__Data for analysis__:
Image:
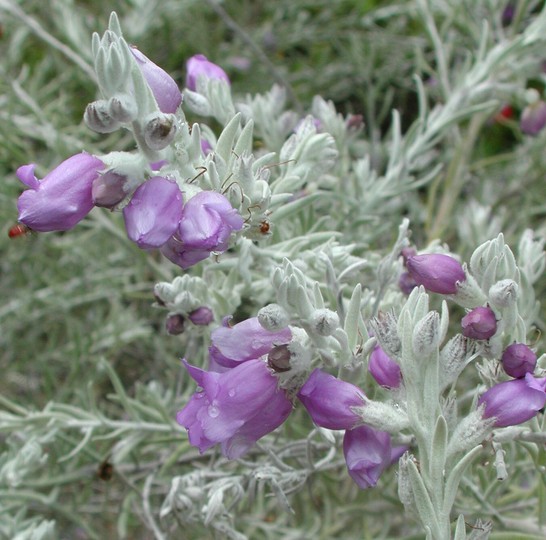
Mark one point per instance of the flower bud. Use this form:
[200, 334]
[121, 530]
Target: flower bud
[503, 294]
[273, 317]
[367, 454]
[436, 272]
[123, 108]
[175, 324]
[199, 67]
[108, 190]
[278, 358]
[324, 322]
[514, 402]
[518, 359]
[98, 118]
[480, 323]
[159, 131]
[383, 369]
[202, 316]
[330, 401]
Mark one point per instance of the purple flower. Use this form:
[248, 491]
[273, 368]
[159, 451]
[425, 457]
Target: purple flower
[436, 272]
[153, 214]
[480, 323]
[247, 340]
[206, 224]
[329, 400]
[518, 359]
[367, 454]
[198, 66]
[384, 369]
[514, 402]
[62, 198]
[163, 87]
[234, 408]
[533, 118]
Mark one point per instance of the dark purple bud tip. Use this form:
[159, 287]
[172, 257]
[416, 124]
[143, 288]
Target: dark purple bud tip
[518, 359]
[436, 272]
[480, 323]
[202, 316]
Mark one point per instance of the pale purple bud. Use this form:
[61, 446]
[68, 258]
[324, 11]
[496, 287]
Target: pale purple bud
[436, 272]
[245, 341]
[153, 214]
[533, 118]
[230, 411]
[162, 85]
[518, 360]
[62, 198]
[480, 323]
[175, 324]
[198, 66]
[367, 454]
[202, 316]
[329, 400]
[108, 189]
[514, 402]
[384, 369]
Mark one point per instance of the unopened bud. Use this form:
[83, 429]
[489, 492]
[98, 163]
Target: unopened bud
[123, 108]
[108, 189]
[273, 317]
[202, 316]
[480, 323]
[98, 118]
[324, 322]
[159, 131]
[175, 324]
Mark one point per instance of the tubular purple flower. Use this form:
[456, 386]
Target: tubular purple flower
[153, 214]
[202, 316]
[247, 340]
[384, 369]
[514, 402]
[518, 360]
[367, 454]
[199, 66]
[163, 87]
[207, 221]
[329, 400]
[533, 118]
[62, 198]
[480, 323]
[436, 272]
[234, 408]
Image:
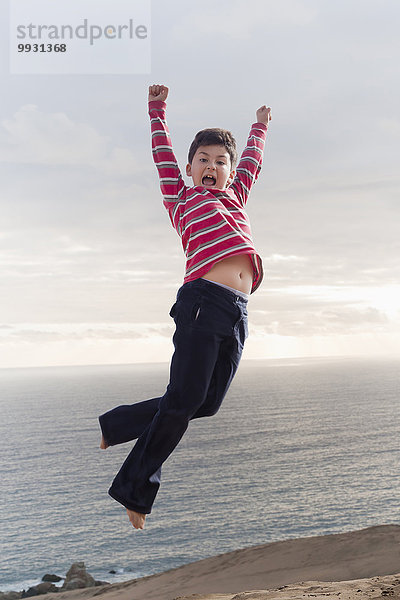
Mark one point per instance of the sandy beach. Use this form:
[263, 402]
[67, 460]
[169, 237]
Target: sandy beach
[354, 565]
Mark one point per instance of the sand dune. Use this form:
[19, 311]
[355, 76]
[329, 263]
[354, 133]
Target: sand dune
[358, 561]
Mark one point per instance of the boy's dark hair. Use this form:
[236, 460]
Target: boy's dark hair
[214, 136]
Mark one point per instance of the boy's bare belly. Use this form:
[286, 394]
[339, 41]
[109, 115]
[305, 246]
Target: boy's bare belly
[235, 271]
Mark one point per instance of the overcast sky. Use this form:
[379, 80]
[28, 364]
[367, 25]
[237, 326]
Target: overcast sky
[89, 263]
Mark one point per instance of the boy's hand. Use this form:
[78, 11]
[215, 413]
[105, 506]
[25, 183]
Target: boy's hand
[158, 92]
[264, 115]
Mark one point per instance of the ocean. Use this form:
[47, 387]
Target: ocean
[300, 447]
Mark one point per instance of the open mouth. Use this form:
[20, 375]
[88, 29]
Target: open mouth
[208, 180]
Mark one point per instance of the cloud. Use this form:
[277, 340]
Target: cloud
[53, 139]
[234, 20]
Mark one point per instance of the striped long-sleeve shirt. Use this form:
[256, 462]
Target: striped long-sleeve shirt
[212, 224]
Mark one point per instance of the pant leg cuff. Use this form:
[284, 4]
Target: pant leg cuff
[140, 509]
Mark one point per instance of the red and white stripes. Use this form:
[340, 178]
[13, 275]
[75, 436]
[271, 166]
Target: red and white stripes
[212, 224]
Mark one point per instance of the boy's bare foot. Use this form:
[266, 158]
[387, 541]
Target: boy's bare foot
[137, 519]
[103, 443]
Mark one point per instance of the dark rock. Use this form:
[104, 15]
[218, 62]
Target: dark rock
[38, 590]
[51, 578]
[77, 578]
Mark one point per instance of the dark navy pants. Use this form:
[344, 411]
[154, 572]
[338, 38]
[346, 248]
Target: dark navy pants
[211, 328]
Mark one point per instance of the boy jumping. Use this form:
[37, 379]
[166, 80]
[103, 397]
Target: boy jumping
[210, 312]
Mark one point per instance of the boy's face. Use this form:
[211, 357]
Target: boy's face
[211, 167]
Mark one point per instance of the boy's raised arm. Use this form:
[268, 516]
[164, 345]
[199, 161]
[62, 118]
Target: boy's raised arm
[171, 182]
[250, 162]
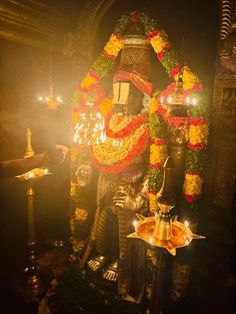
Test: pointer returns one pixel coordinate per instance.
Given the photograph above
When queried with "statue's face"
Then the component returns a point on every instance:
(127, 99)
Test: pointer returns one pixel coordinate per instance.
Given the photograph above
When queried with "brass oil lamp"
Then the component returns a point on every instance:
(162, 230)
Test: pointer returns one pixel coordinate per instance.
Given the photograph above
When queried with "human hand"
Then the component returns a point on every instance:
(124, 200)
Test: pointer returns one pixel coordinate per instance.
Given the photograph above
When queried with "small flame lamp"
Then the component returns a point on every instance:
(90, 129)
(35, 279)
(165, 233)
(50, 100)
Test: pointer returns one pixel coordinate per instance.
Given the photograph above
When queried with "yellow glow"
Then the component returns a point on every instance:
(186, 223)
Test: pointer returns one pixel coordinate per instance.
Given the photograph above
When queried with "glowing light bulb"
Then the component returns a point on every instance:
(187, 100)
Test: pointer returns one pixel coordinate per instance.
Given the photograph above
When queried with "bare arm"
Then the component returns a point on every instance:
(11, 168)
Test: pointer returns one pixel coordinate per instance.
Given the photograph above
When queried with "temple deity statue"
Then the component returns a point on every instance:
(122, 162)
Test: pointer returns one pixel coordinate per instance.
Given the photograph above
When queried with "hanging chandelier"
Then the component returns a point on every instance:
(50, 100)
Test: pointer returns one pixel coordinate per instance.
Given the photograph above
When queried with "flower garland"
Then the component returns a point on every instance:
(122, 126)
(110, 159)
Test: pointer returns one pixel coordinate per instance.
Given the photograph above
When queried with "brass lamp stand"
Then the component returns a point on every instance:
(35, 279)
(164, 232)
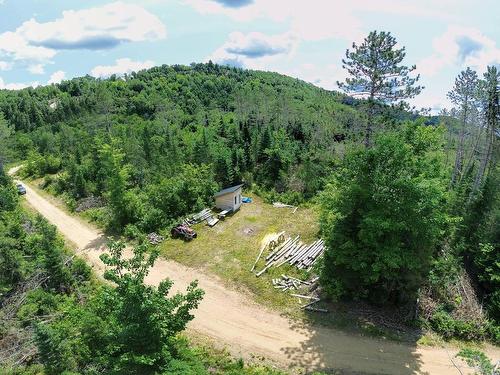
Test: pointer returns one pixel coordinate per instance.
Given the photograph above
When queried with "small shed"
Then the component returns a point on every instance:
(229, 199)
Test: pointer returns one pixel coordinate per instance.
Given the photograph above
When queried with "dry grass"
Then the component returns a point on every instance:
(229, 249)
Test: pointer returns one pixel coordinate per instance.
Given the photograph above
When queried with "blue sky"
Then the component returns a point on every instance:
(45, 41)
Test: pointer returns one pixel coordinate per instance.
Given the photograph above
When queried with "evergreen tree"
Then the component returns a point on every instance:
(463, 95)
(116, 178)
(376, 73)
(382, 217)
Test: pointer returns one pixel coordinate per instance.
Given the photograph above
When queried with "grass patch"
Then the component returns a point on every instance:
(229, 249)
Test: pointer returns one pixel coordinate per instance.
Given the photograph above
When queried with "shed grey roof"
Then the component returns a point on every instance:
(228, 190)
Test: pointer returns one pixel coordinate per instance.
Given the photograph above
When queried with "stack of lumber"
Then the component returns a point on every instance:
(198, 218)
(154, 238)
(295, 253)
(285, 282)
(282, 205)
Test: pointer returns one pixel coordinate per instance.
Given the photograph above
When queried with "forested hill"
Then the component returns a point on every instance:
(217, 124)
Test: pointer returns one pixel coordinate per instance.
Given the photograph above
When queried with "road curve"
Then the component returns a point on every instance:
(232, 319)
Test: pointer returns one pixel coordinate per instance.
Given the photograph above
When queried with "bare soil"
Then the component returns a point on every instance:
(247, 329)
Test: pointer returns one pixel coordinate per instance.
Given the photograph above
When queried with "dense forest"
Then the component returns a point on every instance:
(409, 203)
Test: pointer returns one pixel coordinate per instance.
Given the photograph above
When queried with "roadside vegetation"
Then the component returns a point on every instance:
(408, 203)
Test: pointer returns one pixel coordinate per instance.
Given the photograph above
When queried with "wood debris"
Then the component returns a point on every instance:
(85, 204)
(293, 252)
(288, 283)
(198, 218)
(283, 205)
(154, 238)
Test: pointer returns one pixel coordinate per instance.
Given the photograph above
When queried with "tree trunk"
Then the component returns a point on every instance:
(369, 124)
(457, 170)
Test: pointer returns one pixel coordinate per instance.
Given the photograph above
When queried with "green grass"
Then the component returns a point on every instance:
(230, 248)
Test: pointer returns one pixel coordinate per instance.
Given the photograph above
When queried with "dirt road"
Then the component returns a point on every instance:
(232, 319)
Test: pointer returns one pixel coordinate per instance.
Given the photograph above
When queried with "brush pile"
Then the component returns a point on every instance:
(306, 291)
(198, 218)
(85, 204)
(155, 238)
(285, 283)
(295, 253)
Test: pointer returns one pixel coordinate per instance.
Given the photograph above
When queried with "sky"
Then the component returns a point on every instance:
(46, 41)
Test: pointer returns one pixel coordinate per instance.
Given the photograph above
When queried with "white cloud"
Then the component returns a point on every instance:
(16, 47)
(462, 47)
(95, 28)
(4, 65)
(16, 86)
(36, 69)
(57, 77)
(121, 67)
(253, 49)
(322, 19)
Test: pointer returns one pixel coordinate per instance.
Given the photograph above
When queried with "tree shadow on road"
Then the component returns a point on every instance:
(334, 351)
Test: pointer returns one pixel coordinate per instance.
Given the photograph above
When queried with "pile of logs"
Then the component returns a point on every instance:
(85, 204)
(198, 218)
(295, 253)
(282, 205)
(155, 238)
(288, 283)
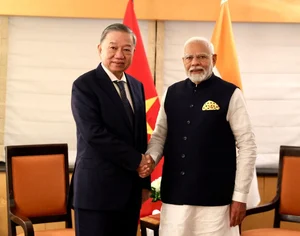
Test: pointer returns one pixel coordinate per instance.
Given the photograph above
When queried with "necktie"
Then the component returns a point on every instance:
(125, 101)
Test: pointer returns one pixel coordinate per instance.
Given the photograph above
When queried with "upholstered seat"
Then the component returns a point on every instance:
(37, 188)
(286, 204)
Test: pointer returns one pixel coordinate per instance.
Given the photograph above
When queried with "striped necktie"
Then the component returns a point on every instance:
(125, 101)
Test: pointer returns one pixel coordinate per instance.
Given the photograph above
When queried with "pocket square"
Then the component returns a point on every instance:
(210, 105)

==

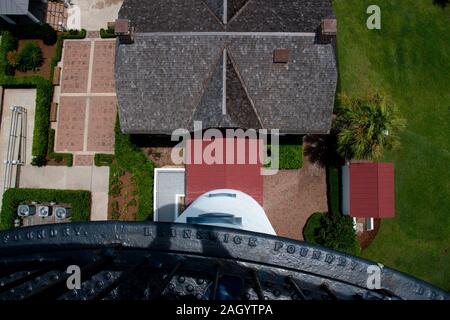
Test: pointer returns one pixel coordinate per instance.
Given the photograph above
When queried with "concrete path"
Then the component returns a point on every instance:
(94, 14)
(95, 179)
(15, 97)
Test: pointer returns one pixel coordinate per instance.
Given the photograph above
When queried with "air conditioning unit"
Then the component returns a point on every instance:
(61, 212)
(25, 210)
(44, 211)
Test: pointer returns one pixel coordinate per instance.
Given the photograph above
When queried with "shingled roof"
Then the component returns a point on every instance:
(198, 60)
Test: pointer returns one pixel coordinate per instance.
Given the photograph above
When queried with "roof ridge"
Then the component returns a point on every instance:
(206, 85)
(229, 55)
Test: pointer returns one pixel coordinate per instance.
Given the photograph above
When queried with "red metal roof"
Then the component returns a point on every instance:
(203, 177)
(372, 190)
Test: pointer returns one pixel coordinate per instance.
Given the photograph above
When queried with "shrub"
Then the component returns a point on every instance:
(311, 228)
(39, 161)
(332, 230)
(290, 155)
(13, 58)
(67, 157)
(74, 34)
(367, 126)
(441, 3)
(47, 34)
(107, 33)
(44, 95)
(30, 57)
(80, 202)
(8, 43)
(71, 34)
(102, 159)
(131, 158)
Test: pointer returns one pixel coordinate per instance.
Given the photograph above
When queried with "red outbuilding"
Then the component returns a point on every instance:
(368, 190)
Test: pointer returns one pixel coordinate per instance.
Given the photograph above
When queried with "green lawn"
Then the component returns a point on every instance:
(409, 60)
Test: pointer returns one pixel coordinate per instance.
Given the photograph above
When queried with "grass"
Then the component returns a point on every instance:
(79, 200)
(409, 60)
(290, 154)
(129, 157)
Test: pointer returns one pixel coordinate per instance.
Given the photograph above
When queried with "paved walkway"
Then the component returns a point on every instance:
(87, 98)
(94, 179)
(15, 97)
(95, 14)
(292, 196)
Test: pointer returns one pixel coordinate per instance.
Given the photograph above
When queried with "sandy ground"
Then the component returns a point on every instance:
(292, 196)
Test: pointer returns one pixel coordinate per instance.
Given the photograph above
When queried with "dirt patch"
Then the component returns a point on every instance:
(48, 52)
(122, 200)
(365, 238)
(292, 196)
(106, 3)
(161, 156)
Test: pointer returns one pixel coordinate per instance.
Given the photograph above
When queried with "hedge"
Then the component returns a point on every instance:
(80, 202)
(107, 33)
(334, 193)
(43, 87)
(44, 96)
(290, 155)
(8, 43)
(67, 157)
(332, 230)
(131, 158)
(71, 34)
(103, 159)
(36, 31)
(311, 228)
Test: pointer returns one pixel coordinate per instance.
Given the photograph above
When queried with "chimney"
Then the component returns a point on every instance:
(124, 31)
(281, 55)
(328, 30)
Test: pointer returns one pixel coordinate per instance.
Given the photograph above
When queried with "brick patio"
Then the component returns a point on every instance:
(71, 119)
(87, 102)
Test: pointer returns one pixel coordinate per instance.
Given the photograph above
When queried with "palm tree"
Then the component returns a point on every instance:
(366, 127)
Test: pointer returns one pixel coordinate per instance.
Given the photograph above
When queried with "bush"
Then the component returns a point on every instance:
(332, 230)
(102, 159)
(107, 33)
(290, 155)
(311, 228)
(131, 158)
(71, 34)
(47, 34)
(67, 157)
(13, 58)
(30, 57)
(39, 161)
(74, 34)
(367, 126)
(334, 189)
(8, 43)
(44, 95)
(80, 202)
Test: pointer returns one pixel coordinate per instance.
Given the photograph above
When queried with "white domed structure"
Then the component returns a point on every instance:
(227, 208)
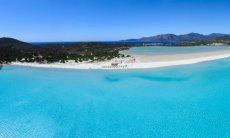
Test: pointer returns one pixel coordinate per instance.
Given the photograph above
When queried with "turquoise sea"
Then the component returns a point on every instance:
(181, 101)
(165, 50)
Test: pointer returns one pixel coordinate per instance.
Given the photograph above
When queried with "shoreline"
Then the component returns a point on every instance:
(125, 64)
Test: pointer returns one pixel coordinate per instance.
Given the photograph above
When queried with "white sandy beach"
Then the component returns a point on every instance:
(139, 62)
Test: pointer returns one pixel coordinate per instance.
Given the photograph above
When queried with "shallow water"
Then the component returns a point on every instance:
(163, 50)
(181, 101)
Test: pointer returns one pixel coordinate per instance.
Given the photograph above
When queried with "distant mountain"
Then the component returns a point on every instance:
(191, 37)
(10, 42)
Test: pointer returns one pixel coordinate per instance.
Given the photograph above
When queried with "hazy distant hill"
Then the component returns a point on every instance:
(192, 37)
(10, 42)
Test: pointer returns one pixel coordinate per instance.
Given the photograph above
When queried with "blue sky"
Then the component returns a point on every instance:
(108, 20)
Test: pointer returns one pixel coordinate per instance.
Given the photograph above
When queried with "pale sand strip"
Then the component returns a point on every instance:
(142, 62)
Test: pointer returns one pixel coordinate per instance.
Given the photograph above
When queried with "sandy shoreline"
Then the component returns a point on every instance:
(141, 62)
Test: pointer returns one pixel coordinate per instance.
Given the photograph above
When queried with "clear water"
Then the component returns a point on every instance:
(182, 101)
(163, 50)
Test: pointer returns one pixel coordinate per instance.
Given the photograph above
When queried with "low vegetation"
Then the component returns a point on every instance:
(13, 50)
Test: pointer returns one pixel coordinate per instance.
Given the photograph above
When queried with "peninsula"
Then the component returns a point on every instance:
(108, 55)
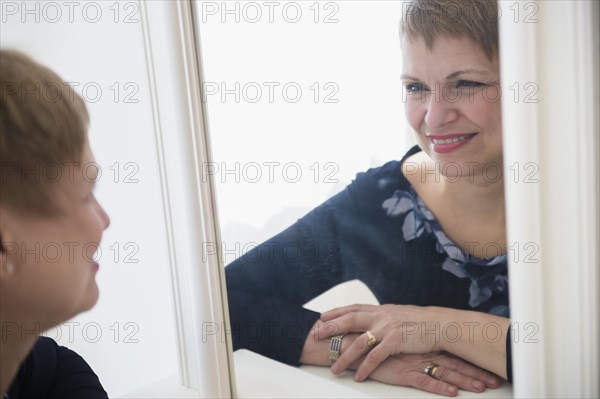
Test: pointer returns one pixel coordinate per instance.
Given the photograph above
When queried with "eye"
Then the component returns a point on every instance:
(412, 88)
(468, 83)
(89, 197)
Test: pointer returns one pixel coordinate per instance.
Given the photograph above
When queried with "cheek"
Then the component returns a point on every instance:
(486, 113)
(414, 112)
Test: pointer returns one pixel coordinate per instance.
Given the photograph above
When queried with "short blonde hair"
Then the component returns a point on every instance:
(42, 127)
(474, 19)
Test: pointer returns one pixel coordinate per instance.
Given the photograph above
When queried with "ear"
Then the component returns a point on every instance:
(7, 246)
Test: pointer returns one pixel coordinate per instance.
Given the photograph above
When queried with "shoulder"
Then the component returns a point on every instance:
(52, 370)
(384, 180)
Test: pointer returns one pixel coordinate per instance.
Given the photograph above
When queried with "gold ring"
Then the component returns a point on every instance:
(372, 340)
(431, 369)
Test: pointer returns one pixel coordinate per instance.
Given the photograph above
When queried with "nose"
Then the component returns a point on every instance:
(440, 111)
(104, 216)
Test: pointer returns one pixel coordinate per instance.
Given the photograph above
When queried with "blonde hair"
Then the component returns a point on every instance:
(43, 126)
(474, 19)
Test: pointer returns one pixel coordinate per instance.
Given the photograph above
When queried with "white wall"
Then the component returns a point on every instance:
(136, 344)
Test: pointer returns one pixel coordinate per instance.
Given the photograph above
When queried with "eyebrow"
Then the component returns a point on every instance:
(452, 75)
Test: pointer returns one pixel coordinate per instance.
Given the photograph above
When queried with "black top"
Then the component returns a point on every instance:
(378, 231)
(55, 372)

==

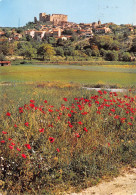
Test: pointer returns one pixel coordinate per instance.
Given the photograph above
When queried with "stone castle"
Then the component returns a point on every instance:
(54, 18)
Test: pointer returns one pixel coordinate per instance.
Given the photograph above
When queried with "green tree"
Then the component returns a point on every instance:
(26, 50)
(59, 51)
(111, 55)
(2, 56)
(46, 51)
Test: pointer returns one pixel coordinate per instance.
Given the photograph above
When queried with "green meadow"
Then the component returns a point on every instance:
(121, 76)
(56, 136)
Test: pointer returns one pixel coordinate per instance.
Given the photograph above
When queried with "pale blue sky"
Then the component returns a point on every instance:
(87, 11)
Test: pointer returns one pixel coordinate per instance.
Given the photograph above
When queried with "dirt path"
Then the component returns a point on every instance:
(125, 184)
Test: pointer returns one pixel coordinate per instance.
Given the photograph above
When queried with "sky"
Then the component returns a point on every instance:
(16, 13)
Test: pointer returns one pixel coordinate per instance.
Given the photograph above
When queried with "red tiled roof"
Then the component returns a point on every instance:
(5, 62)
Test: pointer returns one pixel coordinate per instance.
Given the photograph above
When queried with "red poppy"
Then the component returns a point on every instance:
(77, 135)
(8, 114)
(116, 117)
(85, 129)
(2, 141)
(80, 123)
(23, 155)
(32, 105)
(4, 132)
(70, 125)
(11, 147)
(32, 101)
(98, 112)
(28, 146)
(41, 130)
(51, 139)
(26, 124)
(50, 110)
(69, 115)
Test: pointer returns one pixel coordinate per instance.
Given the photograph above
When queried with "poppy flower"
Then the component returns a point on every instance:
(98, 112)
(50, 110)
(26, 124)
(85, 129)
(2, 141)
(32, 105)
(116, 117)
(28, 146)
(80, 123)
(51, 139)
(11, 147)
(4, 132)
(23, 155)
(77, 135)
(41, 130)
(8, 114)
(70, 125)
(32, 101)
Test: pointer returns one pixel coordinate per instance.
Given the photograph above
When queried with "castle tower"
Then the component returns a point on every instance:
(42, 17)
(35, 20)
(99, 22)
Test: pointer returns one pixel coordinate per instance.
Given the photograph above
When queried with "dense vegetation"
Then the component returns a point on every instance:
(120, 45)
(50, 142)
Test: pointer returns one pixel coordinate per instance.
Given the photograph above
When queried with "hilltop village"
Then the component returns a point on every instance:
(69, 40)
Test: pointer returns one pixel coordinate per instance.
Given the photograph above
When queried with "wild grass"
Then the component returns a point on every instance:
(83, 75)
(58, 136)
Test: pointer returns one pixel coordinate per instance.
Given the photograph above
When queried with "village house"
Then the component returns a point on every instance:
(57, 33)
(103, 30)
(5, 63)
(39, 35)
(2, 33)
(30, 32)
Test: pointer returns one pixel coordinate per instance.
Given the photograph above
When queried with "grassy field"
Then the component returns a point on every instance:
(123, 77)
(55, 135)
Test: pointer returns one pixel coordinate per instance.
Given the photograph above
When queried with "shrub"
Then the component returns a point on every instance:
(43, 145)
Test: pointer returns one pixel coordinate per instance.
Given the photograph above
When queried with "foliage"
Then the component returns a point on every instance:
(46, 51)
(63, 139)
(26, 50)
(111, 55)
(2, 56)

__Task brief__:
Show, from the listing above, each line that contains the word "poppy".

__Expected output__:
When queried with "red poppy"
When queried with "poppy flower"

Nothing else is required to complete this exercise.